Page extract:
○ ○ ○ ○ ○

This estimate is based on historical return rates, which have been reasonably consistent from period to period. If actual returns vary from expected rates, revenue in future periods is adjusted, which could have a material adverse effect on future results of operations. Historically, we have not experienced material adjustments to the financial statements due to changes to these estimates.

 

Cost of sales

Cost of sales includes costs associated with purchasing materials, manufacturing costs and costs to deliver our products to our customers. Cost of sales also includes estimated costs to service warranty claims of customers. This estimate is based on historical trends of warranty costs. Because our warranty obligations cover an extended period of time, a revision of estimated claim rates or the projected cost of materials and freight associated with sending replacement parts to customers could have a material adverse effect on future results of operations.

 

Gross profit

Our gross profit margin is dependent on a number of factors and may fluctuate from quarter to quarter. These factors include the mix of products sold, the level at which we offer promotional discounts to purchase our products, the cost of materials, delivery and manufacturing and the mix of sales between wholesale and company-controlled distribution channels. Sales of products manufactured by third parties, such as accessories and our adjustable foundation, generate lower gross margins. Sales directly to consumers through company-controlled channels, where we capture both the manufacturer’s and retailer’s margin, generate higher gross margins than sales through our wholesale channels.

 

Sales and marketing expenses

Sales and marketing expenses include advertising and media production, other marketing and selling materials such as brochures, videos, customer mailings and in-store signage, sales compensation, store occupancy costs and customer service costs. We expense all store opening and advertising costs as incurred. Future levels of advertising expenditures will depend on the effectiveness and efficiency of the advertising in creating awareness of our products and brand name, generating consumer inquiries and driving consumer traffic to our points of sale.

 

General and administrative expenses

General and administrative expenses include costs associated with management of functional areas, including information technology, human resources, finance, sales and marketing administration, risk management and research and development. Costs include salaries, bonus, stock option compensation expense and other benefits, information system hardware, software and maintenance, office facilities, insurance and other overhead. General and administrative expenses do not include stock option compensation expense in 2005 and prior periods.

○ ○ ○ ○ ○

Request A: Arrange the stretch of the listing from its start through the line containing "top-left (0, 15), bottom-right (621, 422)" as a numbered list, leaving out blank lines.

○ ○ ○ ○ ○

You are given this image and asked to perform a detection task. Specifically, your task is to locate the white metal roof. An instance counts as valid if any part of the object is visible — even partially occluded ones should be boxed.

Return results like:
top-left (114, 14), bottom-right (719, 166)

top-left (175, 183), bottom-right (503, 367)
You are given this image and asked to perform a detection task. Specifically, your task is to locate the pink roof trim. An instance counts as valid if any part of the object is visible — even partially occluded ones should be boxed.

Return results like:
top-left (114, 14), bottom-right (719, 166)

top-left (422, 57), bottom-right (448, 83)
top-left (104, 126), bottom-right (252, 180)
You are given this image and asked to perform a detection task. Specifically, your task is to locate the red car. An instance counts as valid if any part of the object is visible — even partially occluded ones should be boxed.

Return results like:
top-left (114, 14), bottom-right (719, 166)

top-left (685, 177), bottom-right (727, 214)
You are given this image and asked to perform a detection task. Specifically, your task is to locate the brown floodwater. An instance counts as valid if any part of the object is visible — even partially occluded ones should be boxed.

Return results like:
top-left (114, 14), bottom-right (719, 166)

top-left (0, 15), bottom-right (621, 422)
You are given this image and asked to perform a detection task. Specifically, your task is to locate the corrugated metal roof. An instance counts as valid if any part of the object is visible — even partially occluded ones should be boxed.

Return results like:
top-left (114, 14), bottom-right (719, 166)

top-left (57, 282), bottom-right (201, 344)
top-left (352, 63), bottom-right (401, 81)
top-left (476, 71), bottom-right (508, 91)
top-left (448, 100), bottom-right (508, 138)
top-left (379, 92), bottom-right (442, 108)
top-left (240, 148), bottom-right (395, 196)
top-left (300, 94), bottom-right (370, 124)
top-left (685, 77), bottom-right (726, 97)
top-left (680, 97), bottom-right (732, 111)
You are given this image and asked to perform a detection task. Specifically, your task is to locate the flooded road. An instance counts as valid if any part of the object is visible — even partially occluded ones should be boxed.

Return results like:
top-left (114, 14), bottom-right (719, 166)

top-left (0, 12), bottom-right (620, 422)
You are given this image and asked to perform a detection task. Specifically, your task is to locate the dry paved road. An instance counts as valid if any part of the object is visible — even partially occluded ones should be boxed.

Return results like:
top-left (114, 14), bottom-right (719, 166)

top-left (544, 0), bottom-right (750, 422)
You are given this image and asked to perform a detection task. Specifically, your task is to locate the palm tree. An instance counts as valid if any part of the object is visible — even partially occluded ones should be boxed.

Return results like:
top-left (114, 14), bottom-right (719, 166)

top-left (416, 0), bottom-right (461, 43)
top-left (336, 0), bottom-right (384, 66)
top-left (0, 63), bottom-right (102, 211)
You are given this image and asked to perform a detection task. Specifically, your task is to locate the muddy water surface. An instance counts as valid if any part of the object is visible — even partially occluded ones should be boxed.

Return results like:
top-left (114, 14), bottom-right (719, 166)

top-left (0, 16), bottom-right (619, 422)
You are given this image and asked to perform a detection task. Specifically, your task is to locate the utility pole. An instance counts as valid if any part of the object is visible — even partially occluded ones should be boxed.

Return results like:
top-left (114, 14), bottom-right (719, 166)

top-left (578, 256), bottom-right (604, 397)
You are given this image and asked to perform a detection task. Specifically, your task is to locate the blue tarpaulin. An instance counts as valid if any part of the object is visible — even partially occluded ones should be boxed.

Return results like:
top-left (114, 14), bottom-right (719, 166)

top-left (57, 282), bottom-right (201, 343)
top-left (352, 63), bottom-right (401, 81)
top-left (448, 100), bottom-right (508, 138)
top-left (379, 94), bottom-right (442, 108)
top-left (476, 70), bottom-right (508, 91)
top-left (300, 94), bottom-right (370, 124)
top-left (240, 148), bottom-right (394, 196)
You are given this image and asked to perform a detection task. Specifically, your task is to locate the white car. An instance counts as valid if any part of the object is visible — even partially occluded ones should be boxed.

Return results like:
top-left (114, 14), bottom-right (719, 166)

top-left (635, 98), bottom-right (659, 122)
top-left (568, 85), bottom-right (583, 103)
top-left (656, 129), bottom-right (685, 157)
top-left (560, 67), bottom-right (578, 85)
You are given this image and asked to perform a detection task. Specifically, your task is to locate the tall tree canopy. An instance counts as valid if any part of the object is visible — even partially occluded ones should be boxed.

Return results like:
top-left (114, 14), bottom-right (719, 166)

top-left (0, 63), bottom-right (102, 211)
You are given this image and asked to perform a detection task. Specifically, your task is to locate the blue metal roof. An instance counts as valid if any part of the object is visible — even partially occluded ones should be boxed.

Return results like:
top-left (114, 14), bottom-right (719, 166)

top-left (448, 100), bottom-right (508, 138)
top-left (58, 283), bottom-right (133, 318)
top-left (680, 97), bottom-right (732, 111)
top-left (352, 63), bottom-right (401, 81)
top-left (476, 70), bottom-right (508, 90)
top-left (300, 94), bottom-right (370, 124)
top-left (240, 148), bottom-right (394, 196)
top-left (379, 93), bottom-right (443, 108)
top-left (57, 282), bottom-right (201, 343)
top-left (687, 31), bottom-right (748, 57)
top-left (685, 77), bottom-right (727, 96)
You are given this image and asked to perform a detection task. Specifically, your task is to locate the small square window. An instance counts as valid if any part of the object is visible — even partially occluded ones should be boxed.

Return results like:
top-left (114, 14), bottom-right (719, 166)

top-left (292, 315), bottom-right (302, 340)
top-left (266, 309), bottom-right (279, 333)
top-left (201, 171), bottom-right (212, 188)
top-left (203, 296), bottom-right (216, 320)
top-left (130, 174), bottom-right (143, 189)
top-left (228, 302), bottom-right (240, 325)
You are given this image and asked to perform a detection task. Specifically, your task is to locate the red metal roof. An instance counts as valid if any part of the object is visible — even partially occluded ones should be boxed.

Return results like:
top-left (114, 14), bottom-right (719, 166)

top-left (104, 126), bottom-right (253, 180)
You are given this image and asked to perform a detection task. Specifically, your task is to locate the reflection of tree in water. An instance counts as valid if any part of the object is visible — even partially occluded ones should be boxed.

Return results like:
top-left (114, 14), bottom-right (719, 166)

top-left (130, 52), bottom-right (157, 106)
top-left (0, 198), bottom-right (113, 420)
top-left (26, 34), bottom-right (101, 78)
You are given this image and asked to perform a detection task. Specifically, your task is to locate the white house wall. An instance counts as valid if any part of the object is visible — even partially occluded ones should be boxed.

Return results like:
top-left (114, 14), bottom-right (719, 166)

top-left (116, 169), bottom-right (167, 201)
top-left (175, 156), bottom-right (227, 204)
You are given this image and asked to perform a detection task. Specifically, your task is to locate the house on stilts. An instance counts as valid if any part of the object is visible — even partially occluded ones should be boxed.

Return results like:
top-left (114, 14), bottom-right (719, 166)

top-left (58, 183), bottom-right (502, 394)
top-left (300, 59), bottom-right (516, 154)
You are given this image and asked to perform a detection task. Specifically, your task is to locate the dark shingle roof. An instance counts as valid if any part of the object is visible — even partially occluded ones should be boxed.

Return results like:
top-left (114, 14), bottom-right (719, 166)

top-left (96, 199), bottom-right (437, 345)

○ ○ ○ ○ ○

Request B: Pick up the passage on revenue, cost, and expense categories where it stops, and carry it on.

Task output A:
1. You are given this image and asked to perform a detection task. Specifically, your task is to locate the white metal roof. An instance counts as valid if any part of the object is visible — even partially occluded ones should be boxed.
2. Return results like:
3. top-left (114, 14), bottom-right (719, 166)
4. top-left (175, 183), bottom-right (503, 367)
5. You are given this image and asked to perform a detection task. Specifically, your task is to locate the pink roof trim. An instance counts as valid if any part of the object is visible — even partially occluded ones should be boxed.
6. Return results like:
7. top-left (114, 14), bottom-right (719, 166)
8. top-left (422, 57), bottom-right (448, 83)
9. top-left (104, 126), bottom-right (252, 180)
10. You are given this image and asked to perform a detection task. Specifically, your task is to locate the red car. An instance counts as valid if any part of the object is visible — even partially occluded ones should be boxed.
11. Return results like:
12. top-left (114, 14), bottom-right (719, 166)
13. top-left (685, 177), bottom-right (727, 214)
14. You are given this image and asked to perform a detection task. Specifically, your task is to locate the brown floodwater. An instance counts as valid if any part of the object is visible — even partially occluded ones should be boxed.
15. Return results like:
16. top-left (114, 14), bottom-right (719, 166)
17. top-left (0, 15), bottom-right (621, 422)

Task output B:
 

Store closings and asset impairments

Store closing and asset impairment expenses include charges made against operating expenses for store-related or other capital assets that have been written off when a store is generating negative cash flows. We evaluate our long-lived assets, including leaseholds and fixtures in existing stores, based on expected cash flows through the remainder of the lease term after considering the potential impact of planned operational improvements and marketing programs. Expected cash flows may not be realized, which could cause long-lived assets to become impaired in future periods and could have a material adverse effect on future results of operations. If the carrying amount of an asset exceeds its estimated future cash flows, an impairment charge is recognized in the amount by which the carrying amount of the asset exceeds its fair value.

 

Quarterly and annual results

Quarterly and annual operating results may fluctuate significantly as a result of a variety of factors, including increases or decreases in comparable store sales, the timing, amount and effectiveness of advertising expenditures, any changes in sales return rates or warranty experience, the timing of new store openings and related expenses, net sales contributed by new stores, the timing of promotional offerings, competitive factors, changes in commodity costs, any disruptions in supplies or third-party service providers, seasonality of retail sales, timing of QVC shows and wholesale sales, consumer confidence, and general economic conditions. Furthermore, a substantial portion of net sales is often realized in the last month of a quarter, due in part to our promotional schedule and commission structure. As a result, we may be unable to adjust spending in a timely manner, and our business, financial condition and operating results may be significantly harmed. Our historical results of operations may not be indicative of the results that may be achieved for any future period.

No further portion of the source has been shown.